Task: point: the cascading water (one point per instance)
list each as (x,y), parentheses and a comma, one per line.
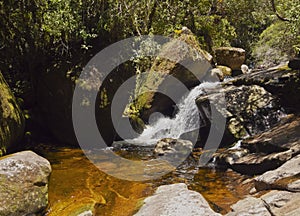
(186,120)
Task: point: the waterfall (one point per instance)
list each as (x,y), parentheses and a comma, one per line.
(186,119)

....

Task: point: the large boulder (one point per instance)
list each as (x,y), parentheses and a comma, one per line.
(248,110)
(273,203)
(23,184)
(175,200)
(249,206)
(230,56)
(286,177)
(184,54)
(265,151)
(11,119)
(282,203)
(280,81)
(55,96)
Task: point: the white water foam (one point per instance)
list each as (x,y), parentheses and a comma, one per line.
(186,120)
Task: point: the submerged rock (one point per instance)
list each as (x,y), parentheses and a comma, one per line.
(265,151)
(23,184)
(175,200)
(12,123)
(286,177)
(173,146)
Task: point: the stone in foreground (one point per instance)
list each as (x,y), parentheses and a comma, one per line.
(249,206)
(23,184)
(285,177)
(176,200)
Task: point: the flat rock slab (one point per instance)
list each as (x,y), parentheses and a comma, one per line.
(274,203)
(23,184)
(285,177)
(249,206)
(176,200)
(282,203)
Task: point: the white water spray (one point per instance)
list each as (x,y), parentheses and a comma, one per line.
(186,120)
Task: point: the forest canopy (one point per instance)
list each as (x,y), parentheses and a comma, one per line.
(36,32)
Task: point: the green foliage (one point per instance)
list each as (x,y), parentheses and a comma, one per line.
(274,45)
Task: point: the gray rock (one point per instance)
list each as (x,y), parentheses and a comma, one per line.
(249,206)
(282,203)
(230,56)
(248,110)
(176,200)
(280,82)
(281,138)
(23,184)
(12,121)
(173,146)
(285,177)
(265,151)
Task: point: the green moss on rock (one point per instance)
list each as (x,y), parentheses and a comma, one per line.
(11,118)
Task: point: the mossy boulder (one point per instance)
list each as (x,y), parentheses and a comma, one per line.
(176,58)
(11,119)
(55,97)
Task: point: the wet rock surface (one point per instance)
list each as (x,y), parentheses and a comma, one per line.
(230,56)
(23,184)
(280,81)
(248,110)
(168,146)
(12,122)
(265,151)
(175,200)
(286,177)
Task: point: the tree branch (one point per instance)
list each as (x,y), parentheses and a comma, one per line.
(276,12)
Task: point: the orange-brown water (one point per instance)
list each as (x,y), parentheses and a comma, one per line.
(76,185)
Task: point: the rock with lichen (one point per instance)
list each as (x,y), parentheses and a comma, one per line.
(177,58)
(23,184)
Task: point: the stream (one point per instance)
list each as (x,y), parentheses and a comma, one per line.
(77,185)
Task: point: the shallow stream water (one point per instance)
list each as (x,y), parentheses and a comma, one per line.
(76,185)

....

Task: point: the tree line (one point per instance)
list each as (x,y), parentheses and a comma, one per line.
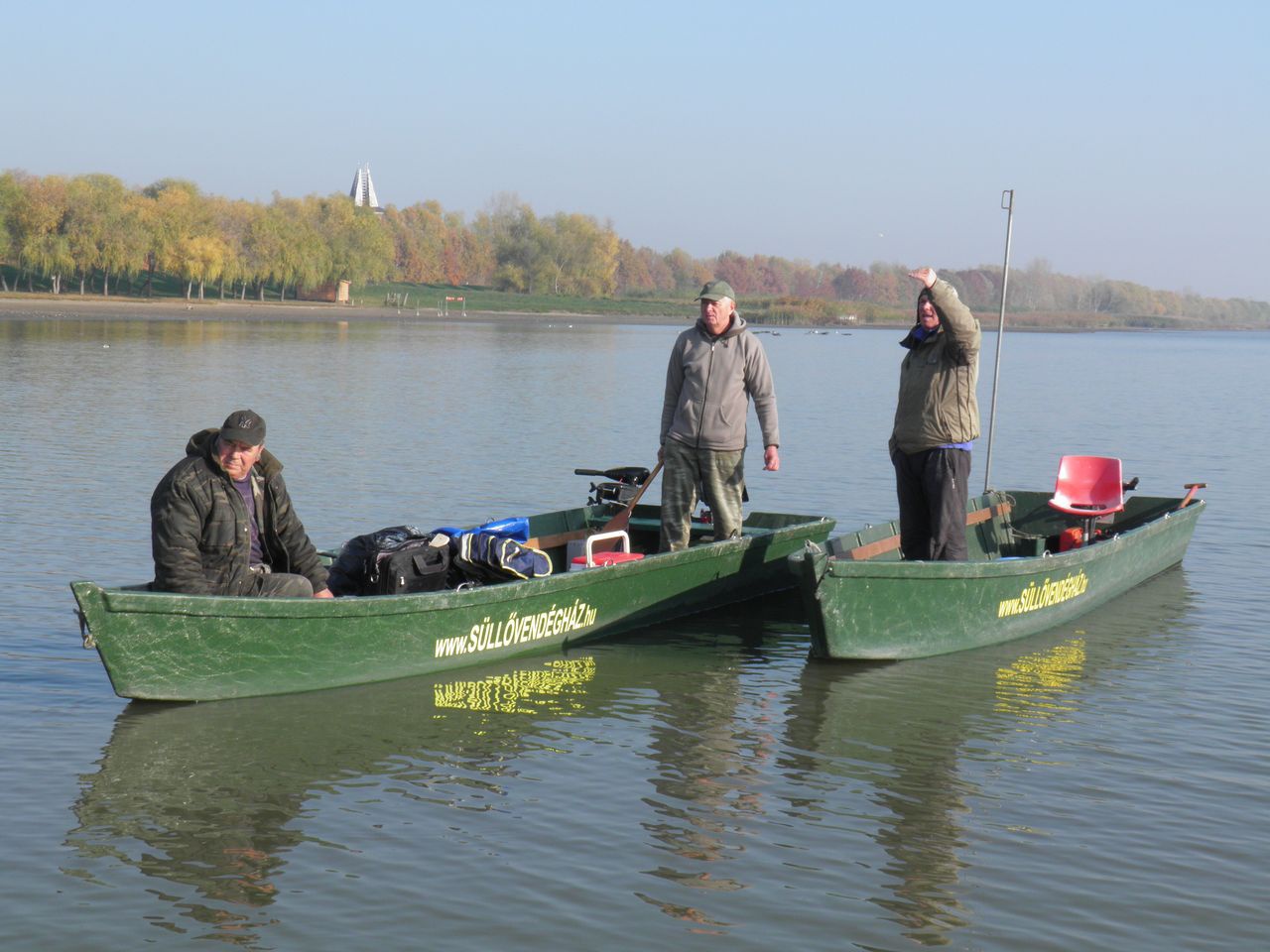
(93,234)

....

## Goal of the exercise
Your answer should be only a number: how many lines of the data above contain the string "boulder"?

## Your response
2